Records excerpted from a collection
--------

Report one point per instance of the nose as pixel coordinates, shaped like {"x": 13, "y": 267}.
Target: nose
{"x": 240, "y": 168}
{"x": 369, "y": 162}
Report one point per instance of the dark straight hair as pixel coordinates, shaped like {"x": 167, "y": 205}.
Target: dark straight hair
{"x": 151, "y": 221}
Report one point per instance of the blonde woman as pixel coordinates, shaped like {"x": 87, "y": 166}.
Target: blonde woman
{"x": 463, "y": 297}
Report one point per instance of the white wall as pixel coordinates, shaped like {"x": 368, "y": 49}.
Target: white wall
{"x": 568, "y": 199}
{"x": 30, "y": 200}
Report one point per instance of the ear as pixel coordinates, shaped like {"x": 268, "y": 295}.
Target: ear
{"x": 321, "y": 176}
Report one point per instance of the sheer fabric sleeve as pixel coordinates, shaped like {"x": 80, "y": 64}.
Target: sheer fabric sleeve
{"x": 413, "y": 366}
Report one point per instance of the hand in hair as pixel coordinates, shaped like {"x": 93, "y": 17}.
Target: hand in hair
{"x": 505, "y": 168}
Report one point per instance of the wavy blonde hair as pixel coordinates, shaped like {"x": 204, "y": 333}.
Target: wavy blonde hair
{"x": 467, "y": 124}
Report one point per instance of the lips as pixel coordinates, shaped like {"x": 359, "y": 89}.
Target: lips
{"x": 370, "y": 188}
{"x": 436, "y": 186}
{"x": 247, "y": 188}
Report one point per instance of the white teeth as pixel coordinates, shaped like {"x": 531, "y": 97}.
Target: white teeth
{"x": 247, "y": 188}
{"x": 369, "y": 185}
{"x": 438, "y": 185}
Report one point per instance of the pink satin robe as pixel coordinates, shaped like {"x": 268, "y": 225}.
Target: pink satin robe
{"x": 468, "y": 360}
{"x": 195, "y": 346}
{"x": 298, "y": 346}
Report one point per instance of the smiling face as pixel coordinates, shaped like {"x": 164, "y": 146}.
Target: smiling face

--------

Copy each record exactly, leaving nothing out.

Report one point per instance of the nose as pixel coordinates, shaped like {"x": 13, "y": 267}.
Target: nose
{"x": 240, "y": 168}
{"x": 369, "y": 162}
Report one point per instance of the dark straight hair as pixel coordinates, shaped like {"x": 167, "y": 205}.
Target: dark straight hair
{"x": 151, "y": 221}
Report one point per instance of the blonde woman as pixel coordinates, shaped like {"x": 87, "y": 166}.
Target: blonde woman
{"x": 463, "y": 297}
Report one point per instance of the white wall as pixel coordinates, shaped like {"x": 368, "y": 49}.
Target: white wall
{"x": 568, "y": 199}
{"x": 30, "y": 200}
Report one point per instance of the ear as pixel coordinates, shaped like {"x": 268, "y": 295}.
Target: ear
{"x": 321, "y": 176}
Report one point per instance of the sheer fabric sleeve as pixel coordinates, shaped like {"x": 80, "y": 64}.
Target: sheer fabric sleeve
{"x": 413, "y": 366}
Report one point per instance of the hand in hair as pixel coordinates, shaped like {"x": 93, "y": 17}.
Target: hand in hair
{"x": 505, "y": 168}
Report one point per instance of the wavy blonde hair as pixel coordinates, shaped like {"x": 204, "y": 333}.
Target: wavy blonde hair
{"x": 467, "y": 124}
Report one point per instance of the lips as pixel coordinates, shaped like {"x": 359, "y": 89}.
Target: lips
{"x": 370, "y": 188}
{"x": 436, "y": 186}
{"x": 247, "y": 188}
Report one point per instance of the white teeth as pixel coordinates, shaped like {"x": 531, "y": 97}.
Target: white teeth
{"x": 247, "y": 188}
{"x": 369, "y": 185}
{"x": 438, "y": 185}
Report one point per instance of the pink satin robe as pixel coordinates, shaped like {"x": 268, "y": 225}.
Target: pink satin robe
{"x": 468, "y": 360}
{"x": 195, "y": 346}
{"x": 298, "y": 346}
Report one point per instance of the smiling face as pixel coordinates, shaped like {"x": 164, "y": 146}.
Target: smiling face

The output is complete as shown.